Exercise brief
Drawing on the passage about the Dāsbodh, explain in one to three sentences what the title means and who the work was first narrated to.

Dāsbodh, loosely meaning "advice to the disciple" in Marathi, is a 1654 bhakti (devotion) and jnana (insight) spiritual text. It was orally narrated by the saint Samarth Ramdas to his disciple, Kalyan Swami. The Dāsbodh provides readers with spiritual guidance on matters such as devotion and acquiring knowledge. Besides this, it also helps in answering queries related to day-to-day life and how to find solutions to it.

The book is written in verse form. It provides instructions on the religious life, presented in the format of a philosophical dialogue between a Guru and his disciple. The volume comprises 7751 owi and is divided into 20 chapters, each chapter consisting of ten sub-chapters. Each of these sub-chapters varies in the number of stanzas, but averages around 30-40 stanzas (ovi) per sub-chapter, with some being considerably longer. The book has been translated into several languages, including German, English, Hindi, Tamil, Telugu, Kannada, Gujarati, and Sindhi.

==Background==
The Dāsbodha was written in 1654 by Samarth Ramdas Swāmi (1608-1681), a satguru, a Hindu saint from Maharashtra, in the classical Marathi language. It is a comprehensive volume in verse form providing instructions on the religious life, presented in the format of a dialogue between a Guru and disciple. The narration is believed to have taken place in a cave called Shivthar Ghal (pronounced shiv-ther-gaal) in the Raigad district of Maharashtra.

==Style==
Dāsbodh is written in the verse form known as owi (ōvyā) in Marathi. The volume comprises 7751 owi and is divided into 20 chapters, each chapter consisting of ten sub-chapters. Each of these sub-chapters varies in the number of stanzas, but averages around 30-40 stanzas (ovi) per sub-chapter, with some being considerably longer.

Dataset content
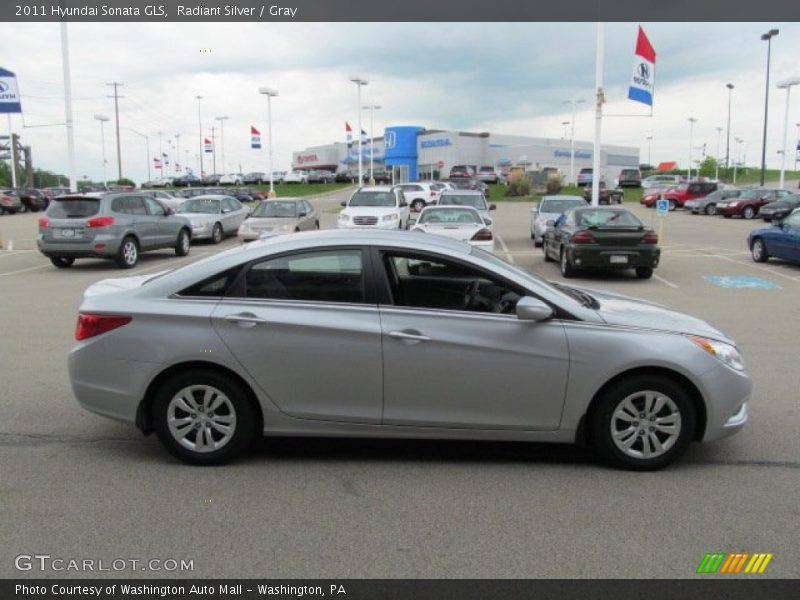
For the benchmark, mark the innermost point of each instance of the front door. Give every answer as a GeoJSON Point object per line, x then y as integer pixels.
{"type": "Point", "coordinates": [456, 356]}
{"type": "Point", "coordinates": [300, 326]}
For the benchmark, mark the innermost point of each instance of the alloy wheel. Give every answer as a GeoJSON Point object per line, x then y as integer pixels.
{"type": "Point", "coordinates": [645, 424]}
{"type": "Point", "coordinates": [201, 418]}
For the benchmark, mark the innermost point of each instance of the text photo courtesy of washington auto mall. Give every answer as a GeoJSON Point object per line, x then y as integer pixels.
{"type": "Point", "coordinates": [295, 307]}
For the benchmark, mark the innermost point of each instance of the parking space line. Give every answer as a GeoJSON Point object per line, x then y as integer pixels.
{"type": "Point", "coordinates": [664, 281]}
{"type": "Point", "coordinates": [24, 270]}
{"type": "Point", "coordinates": [505, 249]}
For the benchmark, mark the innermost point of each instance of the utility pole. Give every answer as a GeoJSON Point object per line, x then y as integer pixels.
{"type": "Point", "coordinates": [116, 97]}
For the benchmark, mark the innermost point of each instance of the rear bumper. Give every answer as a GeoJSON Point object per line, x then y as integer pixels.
{"type": "Point", "coordinates": [589, 257]}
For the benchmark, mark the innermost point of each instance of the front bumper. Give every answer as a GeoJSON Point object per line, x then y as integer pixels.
{"type": "Point", "coordinates": [596, 257]}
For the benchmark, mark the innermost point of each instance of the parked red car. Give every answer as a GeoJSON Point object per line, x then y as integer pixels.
{"type": "Point", "coordinates": [749, 202]}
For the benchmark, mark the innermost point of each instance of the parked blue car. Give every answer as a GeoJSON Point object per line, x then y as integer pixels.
{"type": "Point", "coordinates": [782, 240]}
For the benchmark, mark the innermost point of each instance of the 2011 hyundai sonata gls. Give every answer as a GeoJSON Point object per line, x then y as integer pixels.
{"type": "Point", "coordinates": [398, 334]}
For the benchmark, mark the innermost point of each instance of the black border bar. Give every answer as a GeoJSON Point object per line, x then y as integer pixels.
{"type": "Point", "coordinates": [404, 10]}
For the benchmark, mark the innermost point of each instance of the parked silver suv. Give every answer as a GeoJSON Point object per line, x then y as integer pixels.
{"type": "Point", "coordinates": [116, 226]}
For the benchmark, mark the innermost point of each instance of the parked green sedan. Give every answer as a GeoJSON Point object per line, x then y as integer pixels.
{"type": "Point", "coordinates": [601, 238]}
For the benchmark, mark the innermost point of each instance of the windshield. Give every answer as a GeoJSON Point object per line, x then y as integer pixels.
{"type": "Point", "coordinates": [372, 199]}
{"type": "Point", "coordinates": [473, 200]}
{"type": "Point", "coordinates": [73, 208]}
{"type": "Point", "coordinates": [276, 209]}
{"type": "Point", "coordinates": [559, 205]}
{"type": "Point", "coordinates": [206, 206]}
{"type": "Point", "coordinates": [607, 218]}
{"type": "Point", "coordinates": [450, 216]}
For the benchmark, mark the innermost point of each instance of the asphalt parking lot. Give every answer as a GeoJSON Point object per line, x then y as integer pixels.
{"type": "Point", "coordinates": [75, 485]}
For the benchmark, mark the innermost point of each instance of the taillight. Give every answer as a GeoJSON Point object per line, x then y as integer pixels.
{"type": "Point", "coordinates": [484, 235]}
{"type": "Point", "coordinates": [100, 222]}
{"type": "Point", "coordinates": [650, 238]}
{"type": "Point", "coordinates": [92, 325]}
{"type": "Point", "coordinates": [582, 237]}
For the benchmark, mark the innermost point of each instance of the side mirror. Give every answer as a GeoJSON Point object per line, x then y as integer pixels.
{"type": "Point", "coordinates": [533, 309]}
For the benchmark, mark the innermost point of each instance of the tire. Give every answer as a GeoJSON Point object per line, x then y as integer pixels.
{"type": "Point", "coordinates": [62, 262]}
{"type": "Point", "coordinates": [128, 253]}
{"type": "Point", "coordinates": [183, 243]}
{"type": "Point", "coordinates": [759, 250]}
{"type": "Point", "coordinates": [625, 402]}
{"type": "Point", "coordinates": [567, 270]}
{"type": "Point", "coordinates": [216, 233]}
{"type": "Point", "coordinates": [188, 390]}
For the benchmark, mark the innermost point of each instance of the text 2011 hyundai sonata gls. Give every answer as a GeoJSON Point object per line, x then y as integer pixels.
{"type": "Point", "coordinates": [304, 334]}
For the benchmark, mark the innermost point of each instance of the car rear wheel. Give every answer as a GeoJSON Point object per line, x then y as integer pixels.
{"type": "Point", "coordinates": [128, 253]}
{"type": "Point", "coordinates": [643, 422]}
{"type": "Point", "coordinates": [567, 270]}
{"type": "Point", "coordinates": [759, 250]}
{"type": "Point", "coordinates": [183, 243]}
{"type": "Point", "coordinates": [216, 233]}
{"type": "Point", "coordinates": [203, 418]}
{"type": "Point", "coordinates": [62, 262]}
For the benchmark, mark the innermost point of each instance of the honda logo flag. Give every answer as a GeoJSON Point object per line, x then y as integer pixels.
{"type": "Point", "coordinates": [10, 101]}
{"type": "Point", "coordinates": [644, 71]}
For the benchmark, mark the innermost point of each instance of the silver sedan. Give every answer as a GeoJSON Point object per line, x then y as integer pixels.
{"type": "Point", "coordinates": [316, 334]}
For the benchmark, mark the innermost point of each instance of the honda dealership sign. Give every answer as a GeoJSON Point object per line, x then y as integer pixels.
{"type": "Point", "coordinates": [10, 101]}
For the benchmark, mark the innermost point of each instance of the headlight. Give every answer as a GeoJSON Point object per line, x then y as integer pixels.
{"type": "Point", "coordinates": [724, 352]}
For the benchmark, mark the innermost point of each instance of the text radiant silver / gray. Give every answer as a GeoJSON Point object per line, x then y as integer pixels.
{"type": "Point", "coordinates": [398, 334]}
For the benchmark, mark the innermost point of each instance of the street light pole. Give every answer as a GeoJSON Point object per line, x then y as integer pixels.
{"type": "Point", "coordinates": [786, 84]}
{"type": "Point", "coordinates": [102, 120]}
{"type": "Point", "coordinates": [269, 93]}
{"type": "Point", "coordinates": [372, 108]}
{"type": "Point", "coordinates": [728, 134]}
{"type": "Point", "coordinates": [222, 139]}
{"type": "Point", "coordinates": [359, 81]}
{"type": "Point", "coordinates": [573, 102]}
{"type": "Point", "coordinates": [692, 121]}
{"type": "Point", "coordinates": [768, 38]}
{"type": "Point", "coordinates": [200, 131]}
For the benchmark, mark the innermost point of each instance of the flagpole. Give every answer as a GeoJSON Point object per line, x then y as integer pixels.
{"type": "Point", "coordinates": [598, 116]}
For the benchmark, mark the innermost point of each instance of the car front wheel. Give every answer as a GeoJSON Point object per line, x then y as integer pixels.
{"type": "Point", "coordinates": [203, 417]}
{"type": "Point", "coordinates": [643, 422]}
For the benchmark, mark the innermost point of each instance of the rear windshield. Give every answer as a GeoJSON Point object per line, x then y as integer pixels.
{"type": "Point", "coordinates": [73, 208]}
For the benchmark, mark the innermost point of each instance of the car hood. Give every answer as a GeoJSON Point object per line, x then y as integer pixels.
{"type": "Point", "coordinates": [366, 211]}
{"type": "Point", "coordinates": [625, 311]}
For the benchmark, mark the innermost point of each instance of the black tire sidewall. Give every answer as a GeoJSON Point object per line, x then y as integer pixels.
{"type": "Point", "coordinates": [245, 416]}
{"type": "Point", "coordinates": [599, 422]}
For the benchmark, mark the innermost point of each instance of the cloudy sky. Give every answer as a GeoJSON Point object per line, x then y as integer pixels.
{"type": "Point", "coordinates": [499, 77]}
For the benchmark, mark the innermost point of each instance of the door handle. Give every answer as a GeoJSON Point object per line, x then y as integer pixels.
{"type": "Point", "coordinates": [413, 337]}
{"type": "Point", "coordinates": [244, 320]}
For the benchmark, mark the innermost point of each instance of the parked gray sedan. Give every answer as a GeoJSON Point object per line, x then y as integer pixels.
{"type": "Point", "coordinates": [316, 334]}
{"type": "Point", "coordinates": [273, 217]}
{"type": "Point", "coordinates": [109, 225]}
{"type": "Point", "coordinates": [213, 216]}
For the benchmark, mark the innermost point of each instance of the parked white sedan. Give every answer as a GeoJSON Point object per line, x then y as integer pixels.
{"type": "Point", "coordinates": [461, 223]}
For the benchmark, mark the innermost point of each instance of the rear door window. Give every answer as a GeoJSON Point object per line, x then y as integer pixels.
{"type": "Point", "coordinates": [73, 208]}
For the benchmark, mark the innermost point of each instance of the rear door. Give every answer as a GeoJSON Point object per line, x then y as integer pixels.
{"type": "Point", "coordinates": [303, 328]}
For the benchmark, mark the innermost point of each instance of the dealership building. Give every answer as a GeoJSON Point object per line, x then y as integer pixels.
{"type": "Point", "coordinates": [414, 153]}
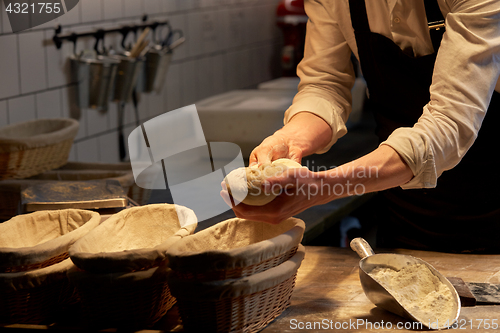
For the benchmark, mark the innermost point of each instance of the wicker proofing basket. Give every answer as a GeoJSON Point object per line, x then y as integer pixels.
{"type": "Point", "coordinates": [123, 300]}
{"type": "Point", "coordinates": [236, 305]}
{"type": "Point", "coordinates": [133, 239]}
{"type": "Point", "coordinates": [36, 296]}
{"type": "Point", "coordinates": [41, 239]}
{"type": "Point", "coordinates": [32, 147]}
{"type": "Point", "coordinates": [235, 248]}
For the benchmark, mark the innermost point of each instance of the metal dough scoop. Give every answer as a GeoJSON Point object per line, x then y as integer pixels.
{"type": "Point", "coordinates": [382, 297]}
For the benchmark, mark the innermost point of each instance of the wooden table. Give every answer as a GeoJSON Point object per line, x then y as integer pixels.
{"type": "Point", "coordinates": [328, 289]}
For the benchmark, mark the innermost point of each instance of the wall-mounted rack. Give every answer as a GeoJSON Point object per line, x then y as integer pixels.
{"type": "Point", "coordinates": [100, 33]}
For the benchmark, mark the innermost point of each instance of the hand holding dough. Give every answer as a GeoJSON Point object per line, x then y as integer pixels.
{"type": "Point", "coordinates": [245, 184]}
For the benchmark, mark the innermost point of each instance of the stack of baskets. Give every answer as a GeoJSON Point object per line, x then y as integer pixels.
{"type": "Point", "coordinates": [236, 276]}
{"type": "Point", "coordinates": [121, 273]}
{"type": "Point", "coordinates": [34, 262]}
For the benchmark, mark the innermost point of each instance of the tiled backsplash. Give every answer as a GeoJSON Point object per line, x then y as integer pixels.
{"type": "Point", "coordinates": [230, 44]}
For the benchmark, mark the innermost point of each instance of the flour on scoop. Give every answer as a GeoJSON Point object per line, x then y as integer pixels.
{"type": "Point", "coordinates": [419, 291]}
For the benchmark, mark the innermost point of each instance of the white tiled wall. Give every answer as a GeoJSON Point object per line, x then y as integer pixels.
{"type": "Point", "coordinates": [231, 44]}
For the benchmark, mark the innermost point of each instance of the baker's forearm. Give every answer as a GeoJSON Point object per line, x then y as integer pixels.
{"type": "Point", "coordinates": [308, 132]}
{"type": "Point", "coordinates": [379, 170]}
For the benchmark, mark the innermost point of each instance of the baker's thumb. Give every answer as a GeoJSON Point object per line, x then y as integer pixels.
{"type": "Point", "coordinates": [275, 184]}
{"type": "Point", "coordinates": [295, 154]}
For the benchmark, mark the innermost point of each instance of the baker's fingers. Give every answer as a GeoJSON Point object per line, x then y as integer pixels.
{"type": "Point", "coordinates": [295, 154]}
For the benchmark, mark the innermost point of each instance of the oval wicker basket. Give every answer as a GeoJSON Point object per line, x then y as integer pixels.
{"type": "Point", "coordinates": [134, 239]}
{"type": "Point", "coordinates": [123, 300]}
{"type": "Point", "coordinates": [236, 305]}
{"type": "Point", "coordinates": [36, 296]}
{"type": "Point", "coordinates": [235, 248]}
{"type": "Point", "coordinates": [32, 147]}
{"type": "Point", "coordinates": [41, 239]}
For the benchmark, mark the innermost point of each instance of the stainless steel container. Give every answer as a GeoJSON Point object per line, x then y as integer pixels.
{"type": "Point", "coordinates": [95, 78]}
{"type": "Point", "coordinates": [154, 70]}
{"type": "Point", "coordinates": [126, 77]}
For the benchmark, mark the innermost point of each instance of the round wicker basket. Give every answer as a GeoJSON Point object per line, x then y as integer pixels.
{"type": "Point", "coordinates": [36, 296]}
{"type": "Point", "coordinates": [235, 248]}
{"type": "Point", "coordinates": [236, 305]}
{"type": "Point", "coordinates": [123, 300]}
{"type": "Point", "coordinates": [41, 239]}
{"type": "Point", "coordinates": [134, 239]}
{"type": "Point", "coordinates": [32, 147]}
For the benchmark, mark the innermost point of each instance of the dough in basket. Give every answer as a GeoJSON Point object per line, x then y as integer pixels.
{"type": "Point", "coordinates": [245, 184]}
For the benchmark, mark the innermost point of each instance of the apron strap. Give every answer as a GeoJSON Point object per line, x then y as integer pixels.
{"type": "Point", "coordinates": [359, 18]}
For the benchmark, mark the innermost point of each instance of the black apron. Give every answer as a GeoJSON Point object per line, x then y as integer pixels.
{"type": "Point", "coordinates": [462, 213]}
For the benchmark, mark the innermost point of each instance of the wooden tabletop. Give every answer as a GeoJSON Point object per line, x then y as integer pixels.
{"type": "Point", "coordinates": [328, 291]}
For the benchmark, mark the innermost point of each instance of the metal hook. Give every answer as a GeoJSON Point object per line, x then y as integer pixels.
{"type": "Point", "coordinates": [124, 31]}
{"type": "Point", "coordinates": [99, 35]}
{"type": "Point", "coordinates": [73, 38]}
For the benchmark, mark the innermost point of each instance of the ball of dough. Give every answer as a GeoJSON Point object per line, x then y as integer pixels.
{"type": "Point", "coordinates": [245, 184]}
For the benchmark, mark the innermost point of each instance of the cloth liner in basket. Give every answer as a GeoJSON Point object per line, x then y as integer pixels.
{"type": "Point", "coordinates": [133, 239]}
{"type": "Point", "coordinates": [40, 239]}
{"type": "Point", "coordinates": [235, 248]}
{"type": "Point", "coordinates": [130, 300]}
{"type": "Point", "coordinates": [35, 296]}
{"type": "Point", "coordinates": [236, 305]}
{"type": "Point", "coordinates": [35, 146]}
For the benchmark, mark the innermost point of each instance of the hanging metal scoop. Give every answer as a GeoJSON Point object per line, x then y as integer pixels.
{"type": "Point", "coordinates": [384, 298]}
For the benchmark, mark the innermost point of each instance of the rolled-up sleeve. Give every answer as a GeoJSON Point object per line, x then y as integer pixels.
{"type": "Point", "coordinates": [326, 73]}
{"type": "Point", "coordinates": [465, 73]}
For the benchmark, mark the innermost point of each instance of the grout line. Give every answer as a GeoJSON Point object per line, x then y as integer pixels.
{"type": "Point", "coordinates": [36, 105]}
{"type": "Point", "coordinates": [8, 111]}
{"type": "Point", "coordinates": [46, 63]}
{"type": "Point", "coordinates": [37, 91]}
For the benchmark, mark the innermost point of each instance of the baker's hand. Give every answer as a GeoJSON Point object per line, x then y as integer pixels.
{"type": "Point", "coordinates": [279, 145]}
{"type": "Point", "coordinates": [300, 189]}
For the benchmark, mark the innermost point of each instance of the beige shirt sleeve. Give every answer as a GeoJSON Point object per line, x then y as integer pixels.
{"type": "Point", "coordinates": [465, 73]}
{"type": "Point", "coordinates": [326, 73]}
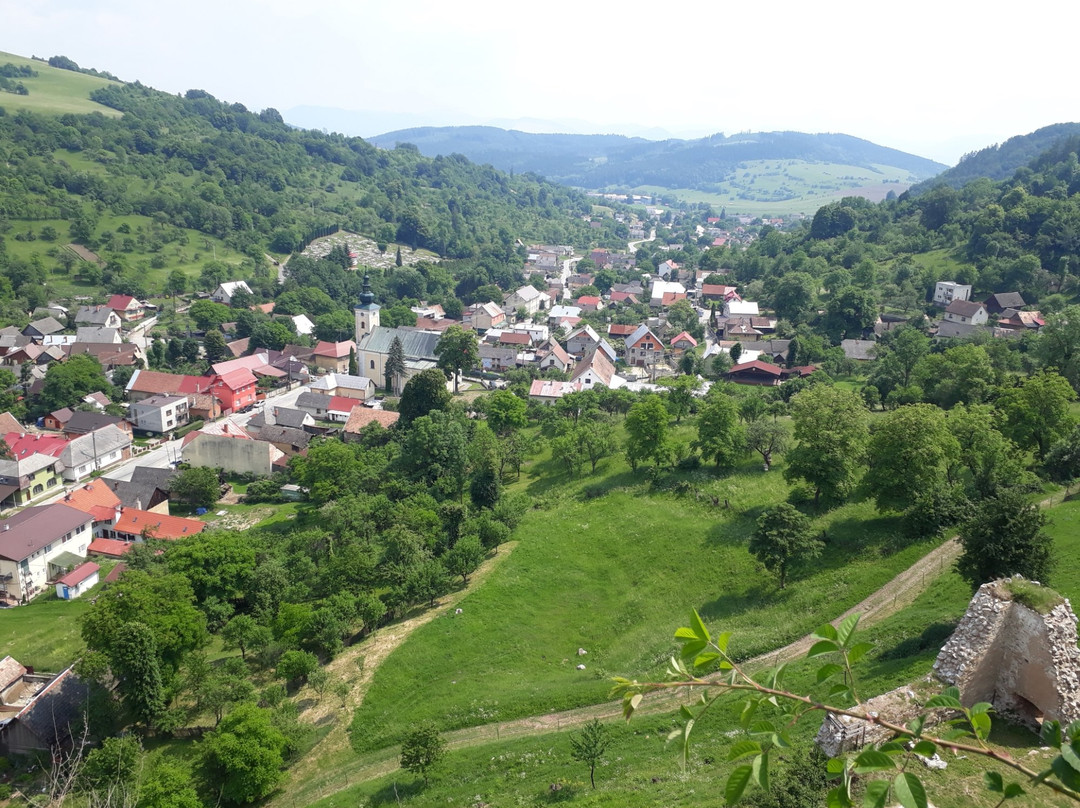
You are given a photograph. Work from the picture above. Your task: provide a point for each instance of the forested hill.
(999, 161)
(200, 163)
(601, 161)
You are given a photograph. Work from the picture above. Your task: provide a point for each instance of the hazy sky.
(936, 79)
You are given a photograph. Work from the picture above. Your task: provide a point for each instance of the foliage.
(243, 757)
(832, 431)
(784, 538)
(589, 745)
(422, 748)
(1006, 537)
(199, 486)
(423, 393)
(769, 710)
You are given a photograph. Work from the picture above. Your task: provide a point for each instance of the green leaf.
(876, 794)
(1070, 756)
(826, 672)
(1066, 773)
(994, 781)
(839, 797)
(723, 640)
(737, 784)
(909, 791)
(1013, 791)
(926, 749)
(859, 650)
(981, 725)
(823, 646)
(872, 759)
(744, 749)
(704, 659)
(760, 771)
(825, 632)
(846, 629)
(943, 700)
(1051, 734)
(699, 627)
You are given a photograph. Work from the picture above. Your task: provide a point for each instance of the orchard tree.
(720, 438)
(457, 351)
(831, 431)
(912, 450)
(1006, 537)
(647, 431)
(783, 538)
(589, 744)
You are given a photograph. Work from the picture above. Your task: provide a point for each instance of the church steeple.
(366, 311)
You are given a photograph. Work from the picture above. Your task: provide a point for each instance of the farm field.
(54, 91)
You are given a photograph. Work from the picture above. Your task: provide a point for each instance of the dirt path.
(356, 665)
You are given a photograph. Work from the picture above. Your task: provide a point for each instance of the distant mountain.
(604, 161)
(1001, 161)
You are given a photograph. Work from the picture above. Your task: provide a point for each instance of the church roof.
(416, 344)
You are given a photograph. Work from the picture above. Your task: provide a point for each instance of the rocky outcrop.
(1024, 662)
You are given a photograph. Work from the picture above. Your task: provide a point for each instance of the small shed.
(78, 581)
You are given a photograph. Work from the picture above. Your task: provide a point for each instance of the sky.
(936, 79)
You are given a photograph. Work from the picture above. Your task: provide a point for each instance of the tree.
(243, 757)
(831, 430)
(215, 346)
(912, 450)
(457, 351)
(1006, 537)
(720, 438)
(134, 660)
(767, 439)
(244, 633)
(422, 394)
(647, 431)
(464, 557)
(589, 744)
(1037, 413)
(422, 748)
(68, 382)
(394, 367)
(783, 538)
(198, 486)
(504, 412)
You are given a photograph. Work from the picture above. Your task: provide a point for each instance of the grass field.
(54, 91)
(613, 575)
(784, 187)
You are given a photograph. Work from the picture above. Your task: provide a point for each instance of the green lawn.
(613, 575)
(54, 91)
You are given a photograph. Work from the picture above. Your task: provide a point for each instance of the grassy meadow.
(54, 91)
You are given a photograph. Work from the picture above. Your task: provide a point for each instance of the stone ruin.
(1023, 662)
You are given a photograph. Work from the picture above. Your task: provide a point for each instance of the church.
(374, 341)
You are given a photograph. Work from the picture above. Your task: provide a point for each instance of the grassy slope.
(640, 769)
(54, 91)
(777, 187)
(615, 575)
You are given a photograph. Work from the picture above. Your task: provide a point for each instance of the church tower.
(366, 312)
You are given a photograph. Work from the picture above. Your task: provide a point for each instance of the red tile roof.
(361, 416)
(334, 350)
(78, 575)
(111, 548)
(162, 526)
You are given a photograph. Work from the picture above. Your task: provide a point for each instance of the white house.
(226, 291)
(946, 292)
(39, 543)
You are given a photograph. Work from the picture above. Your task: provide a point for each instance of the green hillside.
(54, 91)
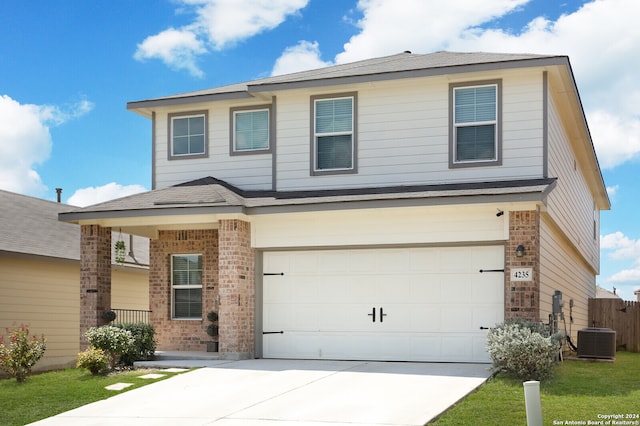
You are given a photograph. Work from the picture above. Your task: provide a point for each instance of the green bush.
(144, 346)
(523, 349)
(95, 360)
(113, 340)
(21, 353)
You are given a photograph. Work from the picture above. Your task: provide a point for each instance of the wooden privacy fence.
(621, 316)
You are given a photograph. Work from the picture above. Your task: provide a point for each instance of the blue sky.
(68, 68)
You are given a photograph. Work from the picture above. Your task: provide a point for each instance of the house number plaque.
(521, 274)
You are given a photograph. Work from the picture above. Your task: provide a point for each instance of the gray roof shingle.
(30, 226)
(394, 66)
(217, 196)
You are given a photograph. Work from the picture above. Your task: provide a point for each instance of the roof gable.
(403, 65)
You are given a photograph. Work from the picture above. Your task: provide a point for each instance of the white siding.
(418, 225)
(402, 137)
(562, 268)
(571, 204)
(249, 172)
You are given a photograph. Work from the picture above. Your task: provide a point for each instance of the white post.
(532, 402)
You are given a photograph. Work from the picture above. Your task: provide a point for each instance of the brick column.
(95, 277)
(522, 298)
(237, 296)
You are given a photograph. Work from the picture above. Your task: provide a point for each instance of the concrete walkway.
(262, 392)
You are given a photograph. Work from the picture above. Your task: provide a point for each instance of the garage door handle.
(373, 314)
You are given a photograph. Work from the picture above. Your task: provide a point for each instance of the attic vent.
(597, 343)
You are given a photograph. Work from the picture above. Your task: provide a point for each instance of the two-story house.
(387, 209)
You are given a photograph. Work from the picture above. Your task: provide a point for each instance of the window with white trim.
(475, 116)
(251, 130)
(186, 286)
(188, 135)
(334, 136)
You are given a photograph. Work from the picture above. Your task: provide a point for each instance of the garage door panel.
(435, 301)
(427, 289)
(484, 290)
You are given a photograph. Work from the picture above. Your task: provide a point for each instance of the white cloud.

Task solution
In Marathi, "Dāsbodh" loosely means "advice to the disciple." That fits its origin: the saint Samarth Ramdas narrated it orally to his disciple, Kalyan Swami, and it takes the form of a dialogue between a Guru and his disciple.